◆ What you need to do:
Reproduce exactly the lines from the one containing "Point out the ice formation" through the last line of the records below, both included, and nothing else.

'''

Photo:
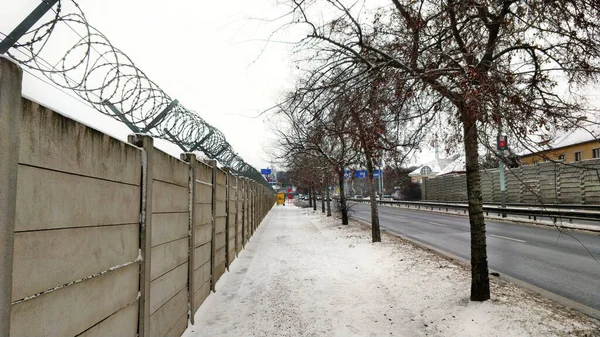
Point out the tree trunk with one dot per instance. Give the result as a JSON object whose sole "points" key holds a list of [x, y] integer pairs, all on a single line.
{"points": [[480, 283], [376, 233], [323, 201], [328, 203], [343, 205]]}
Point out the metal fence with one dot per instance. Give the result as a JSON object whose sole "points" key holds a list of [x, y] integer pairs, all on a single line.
{"points": [[105, 77]]}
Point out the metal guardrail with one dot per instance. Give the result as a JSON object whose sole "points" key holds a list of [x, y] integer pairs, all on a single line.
{"points": [[588, 212]]}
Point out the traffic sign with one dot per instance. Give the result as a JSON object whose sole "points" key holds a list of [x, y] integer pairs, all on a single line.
{"points": [[361, 174], [502, 143]]}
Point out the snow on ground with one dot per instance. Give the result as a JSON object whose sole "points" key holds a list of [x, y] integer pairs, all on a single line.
{"points": [[303, 274]]}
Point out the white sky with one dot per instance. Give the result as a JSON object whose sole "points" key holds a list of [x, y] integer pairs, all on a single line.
{"points": [[209, 55]]}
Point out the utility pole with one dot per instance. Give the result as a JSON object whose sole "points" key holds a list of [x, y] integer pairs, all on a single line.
{"points": [[501, 146]]}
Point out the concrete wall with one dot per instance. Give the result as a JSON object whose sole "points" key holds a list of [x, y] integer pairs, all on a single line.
{"points": [[231, 217], [105, 237], [75, 267], [169, 252], [220, 223], [543, 183]]}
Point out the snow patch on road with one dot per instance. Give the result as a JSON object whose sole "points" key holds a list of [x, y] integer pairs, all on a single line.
{"points": [[303, 274]]}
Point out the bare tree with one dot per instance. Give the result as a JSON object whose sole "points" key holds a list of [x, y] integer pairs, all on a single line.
{"points": [[473, 65]]}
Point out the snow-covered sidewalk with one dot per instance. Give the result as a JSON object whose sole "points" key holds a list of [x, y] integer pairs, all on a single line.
{"points": [[303, 274]]}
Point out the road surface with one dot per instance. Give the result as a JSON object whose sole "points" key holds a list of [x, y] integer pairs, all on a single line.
{"points": [[537, 255]]}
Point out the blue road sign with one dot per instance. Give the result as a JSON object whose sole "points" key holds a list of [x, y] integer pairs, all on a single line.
{"points": [[361, 174]]}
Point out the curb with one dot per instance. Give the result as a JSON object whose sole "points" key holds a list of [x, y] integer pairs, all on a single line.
{"points": [[589, 228], [466, 263]]}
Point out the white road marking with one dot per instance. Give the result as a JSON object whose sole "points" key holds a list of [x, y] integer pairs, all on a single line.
{"points": [[504, 237], [436, 224]]}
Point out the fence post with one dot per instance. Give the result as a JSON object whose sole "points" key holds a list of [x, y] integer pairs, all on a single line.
{"points": [[213, 164], [227, 196], [190, 158], [244, 212], [10, 122], [147, 144]]}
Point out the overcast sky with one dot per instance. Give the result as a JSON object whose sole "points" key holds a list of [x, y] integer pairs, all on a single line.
{"points": [[210, 55]]}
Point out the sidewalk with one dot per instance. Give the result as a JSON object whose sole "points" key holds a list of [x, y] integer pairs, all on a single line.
{"points": [[303, 274]]}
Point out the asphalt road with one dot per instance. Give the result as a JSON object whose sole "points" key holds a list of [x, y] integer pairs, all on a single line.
{"points": [[537, 255]]}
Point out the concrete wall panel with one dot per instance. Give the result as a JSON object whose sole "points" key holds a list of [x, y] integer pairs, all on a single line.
{"points": [[167, 316], [202, 255], [220, 226], [167, 227], [201, 295], [167, 286], [73, 309], [122, 323], [202, 275], [203, 234], [54, 141], [170, 169], [50, 199], [48, 259], [169, 198], [179, 328], [203, 193], [203, 214], [168, 256]]}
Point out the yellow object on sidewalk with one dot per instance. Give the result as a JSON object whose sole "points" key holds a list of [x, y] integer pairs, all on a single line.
{"points": [[280, 199]]}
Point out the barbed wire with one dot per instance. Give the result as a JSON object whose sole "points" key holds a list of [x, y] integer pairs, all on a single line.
{"points": [[105, 77]]}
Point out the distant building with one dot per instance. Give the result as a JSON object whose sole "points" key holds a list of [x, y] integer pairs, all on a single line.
{"points": [[570, 147], [430, 169]]}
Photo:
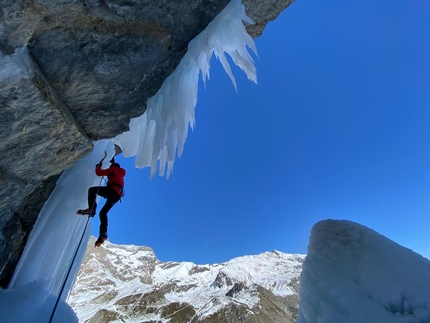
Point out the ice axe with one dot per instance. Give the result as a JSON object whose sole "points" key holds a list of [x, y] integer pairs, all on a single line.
{"points": [[117, 150]]}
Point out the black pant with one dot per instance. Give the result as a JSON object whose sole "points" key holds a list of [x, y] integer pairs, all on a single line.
{"points": [[111, 196]]}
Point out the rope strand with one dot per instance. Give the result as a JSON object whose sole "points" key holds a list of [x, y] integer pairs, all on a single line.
{"points": [[74, 258]]}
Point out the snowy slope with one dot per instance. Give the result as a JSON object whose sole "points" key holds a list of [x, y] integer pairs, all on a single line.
{"points": [[121, 282], [353, 274]]}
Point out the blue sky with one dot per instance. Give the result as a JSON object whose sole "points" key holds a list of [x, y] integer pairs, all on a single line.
{"points": [[337, 127]]}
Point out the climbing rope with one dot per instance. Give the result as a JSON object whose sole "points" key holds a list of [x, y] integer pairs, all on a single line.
{"points": [[74, 256]]}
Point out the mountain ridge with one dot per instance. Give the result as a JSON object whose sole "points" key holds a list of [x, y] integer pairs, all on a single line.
{"points": [[118, 283]]}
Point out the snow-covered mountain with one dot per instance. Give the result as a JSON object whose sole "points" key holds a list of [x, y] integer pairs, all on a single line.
{"points": [[125, 283]]}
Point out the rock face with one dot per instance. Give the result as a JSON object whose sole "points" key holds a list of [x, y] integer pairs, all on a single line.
{"points": [[96, 64], [128, 283]]}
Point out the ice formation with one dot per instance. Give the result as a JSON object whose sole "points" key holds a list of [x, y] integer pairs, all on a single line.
{"points": [[154, 136], [163, 128], [354, 274]]}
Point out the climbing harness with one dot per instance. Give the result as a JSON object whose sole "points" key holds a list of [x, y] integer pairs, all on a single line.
{"points": [[74, 256], [117, 151]]}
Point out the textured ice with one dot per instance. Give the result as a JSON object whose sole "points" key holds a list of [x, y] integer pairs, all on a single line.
{"points": [[353, 274], [163, 128]]}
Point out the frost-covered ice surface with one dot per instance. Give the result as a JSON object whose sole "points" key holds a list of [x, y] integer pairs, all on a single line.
{"points": [[163, 128], [352, 274], [154, 136], [32, 303]]}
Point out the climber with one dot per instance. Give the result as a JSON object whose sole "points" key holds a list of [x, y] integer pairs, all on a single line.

'''

◆ Solved exercise:
Point out the ice formation with one dot per instance. Give the result as a JSON object whose sole "points" key holds a list of [x, y] integer pairs, all on a single line.
{"points": [[154, 136], [163, 128], [354, 274]]}
Point out the climbing harness with one dot per instance. Give the result as a JSON object whose sole "points" key holds a list of [x, y] integer pairs, all on a single line.
{"points": [[74, 256], [117, 151]]}
Point out the textured ice with one dot per instance. Give the result as a JSON object whose sole "points" key holds a list of [x, y] integer pairs, all on a single line.
{"points": [[353, 274], [163, 128]]}
Point out the frost-covered ice surface with one dot per instance. Give the result as a JSON object whose sole "points" key holds a list of [x, y] integer pairs, all on a single line.
{"points": [[163, 128], [352, 274], [154, 136], [32, 303]]}
Point out the climber with one dot per instance. Give the result as a JSON object whose sole "points" key holds a list of [x, y] integer pairs, all on a single line.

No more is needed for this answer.